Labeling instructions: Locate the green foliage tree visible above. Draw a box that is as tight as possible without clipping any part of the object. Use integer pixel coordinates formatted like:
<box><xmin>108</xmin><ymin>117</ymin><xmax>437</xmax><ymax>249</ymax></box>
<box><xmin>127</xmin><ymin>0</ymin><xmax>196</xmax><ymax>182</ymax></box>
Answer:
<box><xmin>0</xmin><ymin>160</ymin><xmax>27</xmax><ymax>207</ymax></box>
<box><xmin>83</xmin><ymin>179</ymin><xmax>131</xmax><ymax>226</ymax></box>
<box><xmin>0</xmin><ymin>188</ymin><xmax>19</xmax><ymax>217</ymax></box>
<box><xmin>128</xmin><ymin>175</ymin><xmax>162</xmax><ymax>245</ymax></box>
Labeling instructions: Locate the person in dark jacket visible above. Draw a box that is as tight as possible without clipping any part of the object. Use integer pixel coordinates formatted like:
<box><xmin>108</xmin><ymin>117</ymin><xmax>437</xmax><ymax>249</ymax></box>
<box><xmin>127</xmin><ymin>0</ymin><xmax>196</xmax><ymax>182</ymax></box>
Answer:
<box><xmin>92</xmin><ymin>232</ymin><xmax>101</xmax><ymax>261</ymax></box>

....

EXERCISE AIM: Render each line of the records above as one numbered list, omitting any blank lines.

TASK SOLUTION:
1. Labeling instructions: Locate the green foliage tree visible above. Draw a box that is as tight as possible without clipping any part of the object. Use integer pixel coordinates formatted like:
2. <box><xmin>108</xmin><ymin>117</ymin><xmax>437</xmax><ymax>249</ymax></box>
3. <box><xmin>127</xmin><ymin>0</ymin><xmax>196</xmax><ymax>182</ymax></box>
4. Answer:
5. <box><xmin>0</xmin><ymin>160</ymin><xmax>27</xmax><ymax>207</ymax></box>
6. <box><xmin>83</xmin><ymin>179</ymin><xmax>131</xmax><ymax>226</ymax></box>
7. <box><xmin>0</xmin><ymin>188</ymin><xmax>19</xmax><ymax>217</ymax></box>
8. <box><xmin>128</xmin><ymin>175</ymin><xmax>162</xmax><ymax>245</ymax></box>
9. Labeling instructions: Locate the person in dark jacket visible above. Draw a box that is as tight as possible without clipping any part of the object. Use integer pixel coordinates formatted like:
10. <box><xmin>108</xmin><ymin>117</ymin><xmax>437</xmax><ymax>249</ymax></box>
11. <box><xmin>127</xmin><ymin>0</ymin><xmax>196</xmax><ymax>182</ymax></box>
12. Answer:
13. <box><xmin>92</xmin><ymin>232</ymin><xmax>101</xmax><ymax>261</ymax></box>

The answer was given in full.